• WHAT YOU HAVE TO DO:
The records that follow need to be output exactly as they are.

• INPUT MATERIAL:
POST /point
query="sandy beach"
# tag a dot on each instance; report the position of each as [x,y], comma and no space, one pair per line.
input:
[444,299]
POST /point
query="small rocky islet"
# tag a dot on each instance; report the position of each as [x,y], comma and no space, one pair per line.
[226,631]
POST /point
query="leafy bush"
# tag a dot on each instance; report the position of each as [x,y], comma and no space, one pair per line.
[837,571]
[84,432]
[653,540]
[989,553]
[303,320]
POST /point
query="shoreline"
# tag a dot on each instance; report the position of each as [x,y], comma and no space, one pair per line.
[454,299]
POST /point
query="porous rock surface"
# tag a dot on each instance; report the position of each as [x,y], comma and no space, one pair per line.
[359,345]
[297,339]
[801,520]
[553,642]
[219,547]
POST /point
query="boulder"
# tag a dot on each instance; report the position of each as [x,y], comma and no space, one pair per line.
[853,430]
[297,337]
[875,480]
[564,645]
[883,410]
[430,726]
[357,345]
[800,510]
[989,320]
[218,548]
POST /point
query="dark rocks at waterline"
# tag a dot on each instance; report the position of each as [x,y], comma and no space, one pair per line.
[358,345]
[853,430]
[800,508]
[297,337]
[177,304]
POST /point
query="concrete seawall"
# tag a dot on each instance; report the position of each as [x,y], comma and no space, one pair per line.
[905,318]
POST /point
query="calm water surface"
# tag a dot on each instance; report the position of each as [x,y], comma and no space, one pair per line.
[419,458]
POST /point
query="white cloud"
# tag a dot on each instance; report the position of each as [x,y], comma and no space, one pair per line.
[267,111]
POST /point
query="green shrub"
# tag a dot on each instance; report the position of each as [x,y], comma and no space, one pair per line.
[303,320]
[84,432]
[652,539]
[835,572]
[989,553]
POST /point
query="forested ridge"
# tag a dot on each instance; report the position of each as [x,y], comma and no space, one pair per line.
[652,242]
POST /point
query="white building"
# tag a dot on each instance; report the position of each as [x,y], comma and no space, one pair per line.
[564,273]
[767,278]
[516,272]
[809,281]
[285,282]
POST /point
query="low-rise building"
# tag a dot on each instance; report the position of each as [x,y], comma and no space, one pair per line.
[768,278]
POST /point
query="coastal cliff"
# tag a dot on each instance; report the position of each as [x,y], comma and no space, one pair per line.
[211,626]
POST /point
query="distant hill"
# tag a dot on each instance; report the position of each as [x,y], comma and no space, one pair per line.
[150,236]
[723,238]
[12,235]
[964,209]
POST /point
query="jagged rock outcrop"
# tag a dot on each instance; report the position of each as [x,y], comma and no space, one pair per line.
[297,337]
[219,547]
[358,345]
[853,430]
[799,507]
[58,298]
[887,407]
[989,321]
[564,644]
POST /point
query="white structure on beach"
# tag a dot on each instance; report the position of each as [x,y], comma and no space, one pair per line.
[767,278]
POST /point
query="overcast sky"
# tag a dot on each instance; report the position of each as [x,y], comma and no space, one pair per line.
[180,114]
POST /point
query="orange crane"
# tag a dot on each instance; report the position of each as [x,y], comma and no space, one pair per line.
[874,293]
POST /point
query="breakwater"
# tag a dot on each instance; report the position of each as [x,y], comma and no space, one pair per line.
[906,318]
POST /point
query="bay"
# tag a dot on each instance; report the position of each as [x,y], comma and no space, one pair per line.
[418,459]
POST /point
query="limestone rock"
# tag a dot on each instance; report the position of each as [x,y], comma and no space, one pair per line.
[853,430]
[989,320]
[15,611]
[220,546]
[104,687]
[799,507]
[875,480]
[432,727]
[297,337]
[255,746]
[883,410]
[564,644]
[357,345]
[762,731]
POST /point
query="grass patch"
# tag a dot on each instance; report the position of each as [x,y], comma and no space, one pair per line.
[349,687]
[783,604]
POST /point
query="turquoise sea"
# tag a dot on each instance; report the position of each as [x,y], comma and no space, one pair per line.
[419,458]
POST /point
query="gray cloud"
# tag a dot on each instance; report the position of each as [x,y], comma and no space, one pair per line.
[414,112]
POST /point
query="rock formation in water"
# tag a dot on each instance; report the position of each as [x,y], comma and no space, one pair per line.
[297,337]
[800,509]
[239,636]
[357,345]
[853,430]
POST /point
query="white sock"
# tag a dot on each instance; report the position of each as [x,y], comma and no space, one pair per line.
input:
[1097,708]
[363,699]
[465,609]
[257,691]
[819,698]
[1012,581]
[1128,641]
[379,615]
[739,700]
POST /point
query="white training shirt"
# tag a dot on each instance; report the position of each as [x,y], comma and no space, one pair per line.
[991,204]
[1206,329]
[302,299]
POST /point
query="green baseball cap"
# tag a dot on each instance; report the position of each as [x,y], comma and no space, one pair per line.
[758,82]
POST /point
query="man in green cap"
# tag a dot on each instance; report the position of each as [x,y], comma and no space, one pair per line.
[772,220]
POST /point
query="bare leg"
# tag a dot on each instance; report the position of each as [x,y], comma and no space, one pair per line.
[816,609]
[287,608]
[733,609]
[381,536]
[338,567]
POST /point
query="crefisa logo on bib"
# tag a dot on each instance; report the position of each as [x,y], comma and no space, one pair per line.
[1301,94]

• THE REPLY:
POST /point
query="sandy beach"
# tag a dot on each instance; report the position of each as [x,y], comma and no space, one pair per line.
input:
[444,299]
POST /point
query="small rocky islet"
# tag a dot on each instance; report the position of each as [x,y], comma and no space, one pair per line.
[226,631]
POST /point
query="leafy bush"
# tag a dot on each instance; report the position of each as [x,y], comma and no space, one pair per line.
[837,571]
[84,432]
[653,540]
[989,553]
[303,320]
POST /point
query="shoreline"
# tag a dot on each instance; report the position of each as [x,y], comma and no space, one pair per line.
[454,299]
POST /point
query="porous rock surface"
# tag a dot on each instance; report the position of each as [x,y], comma and no space, one pair per line.
[359,345]
[297,339]
[801,520]
[553,642]
[219,547]
POST /point
query="boulder"
# tag a dot on each instance; report the position of each as [x,y], comma and no space, one pair per line.
[853,430]
[297,337]
[875,480]
[564,645]
[883,410]
[430,726]
[357,345]
[800,510]
[989,320]
[218,548]
POST /point
query="dark rocks at waterline"
# tag a dot on each instance; report the position of each as [x,y], comma and no space, one pair per line.
[358,345]
[853,430]
[800,508]
[297,337]
[177,304]
POST /point
query="concrete seawall"
# tag a dot on each instance; report the position of each as [x,y], comma and no space, one pair per line.
[905,318]
POST /point
query="calm water surface"
# tag a dot on each instance; report the position of each as [x,y], comma and no space, one pair per line.
[419,458]
POST /point
query="white cloud"
# tag a dot on each instance; report the position of each as [x,y], comma and no space, one pair per line.
[267,111]
POST /point
query="green shrub"
# tag a dot on each instance; report the position of each as [x,y], comma and no space, one pair per line.
[303,320]
[84,432]
[652,539]
[835,572]
[989,553]
POST /point
query="forested ridge"
# tag a dot on each instance; report the position of each as [x,y], comma and no space, one pair per line.
[652,242]
POST /point
query="white building"
# tag a dot on each instance; report the position of each as [x,y], comma and no space, one pair per line.
[564,273]
[767,278]
[516,272]
[809,281]
[285,282]
POST /point
query="low-rise building"
# tag a dot on each instance; report the position of each as [x,y], comma and no space, one pair per line.
[768,278]
POST /point
query="coastal cliff"
# tag a dot on each instance; report the position of each as [x,y], comma and no space, one pair per line.
[211,626]
POST /point
query="distant hill"
# tag a dot on each instance; report the position of each as [x,y], comma and no space, one pair per line.
[150,236]
[723,238]
[12,235]
[964,209]
POST /point
query="jagged rock outcrop"
# tag a dot on each instance; report the position of each as [x,y], comma and no space, one pair per line.
[297,337]
[219,547]
[358,345]
[853,430]
[799,507]
[58,298]
[887,407]
[989,321]
[564,644]
POST /point
query="white structure on beach"
# tag a dot on each instance; report the position of each as [x,y], comma and no space, one pair per line.
[767,278]
POST /point
query="overcast sky"
# tag a dot on each instance; report the position of each as [x,y], comma and no space, one pair per line.
[180,114]
POST /point
query="orange crane"
# tag a dot on each instance; report the position of each as [x,y], comma and no space, one pair per line.
[874,293]
POST /point
query="breakwater"
# tag a dot on each instance; report the position of each as [x,y], comma and no space, one pair per line.
[906,318]
POST /point
query="bay"
# tag a dot on each instance; report the position of each as [x,y], comma and no space, one pair per line.
[418,459]
POST /point
query="limestone rock"
# tag a dot on each instance; report the position of each as [x,y], comma and no space, one pair per line.
[853,430]
[989,320]
[15,611]
[220,546]
[104,687]
[799,507]
[875,480]
[432,727]
[297,337]
[255,746]
[883,410]
[564,644]
[357,345]
[762,731]
POST /point
query="grass patch"
# tag a dot on each instance; report the position of each as [x,y], comma and no space, one pair per line.
[349,687]
[783,604]
POST /point
query="turquoise sea"
# tag a dot on each instance; report the position of each as [x,y], comma and no space, one pair per line.
[419,458]
POST /point
query="gray cloud"
# tag a dot on each instance; report the position of each as [x,y], comma and no space, one pair per line.
[414,112]
POST /point
query="rock formation in water"
# tag a dot on each instance; report the position of each as [x,y], comma and no space, one pair per line.
[297,337]
[800,509]
[239,636]
[357,345]
[853,430]
POST /point
query="white sock"
# tag a dot on each instance; report the position of each as [x,y], comma and no space, one pair per line.
input:
[1097,708]
[363,699]
[465,609]
[257,691]
[819,698]
[1012,581]
[1128,641]
[379,615]
[739,700]
POST /point
query="white training shirt"
# tag a dot on each instance; report the position of each as [x,y], comma and no space, one pair per line.
[991,204]
[1206,329]
[302,299]
POST /point
query="green baseball cap"
# tag a dot on each instance; report the position of each as [x,y], comma and no space, one pair per line.
[758,82]
POST /point
query="man in green cap"
# tag a dot on each instance; report the position of each as [x,y], comma and no space, one pair per line.
[772,220]
POST /point
query="bare leg"
# tag a dot on each instance; report the position of each as [x,y], comma and no space, one pair per line.
[816,609]
[287,608]
[733,609]
[381,536]
[338,567]
POST /point
query="crefisa logo on bib"
# tag a dot on each instance; report the position of each as [x,y], comma and no space, one pair per line.
[1301,94]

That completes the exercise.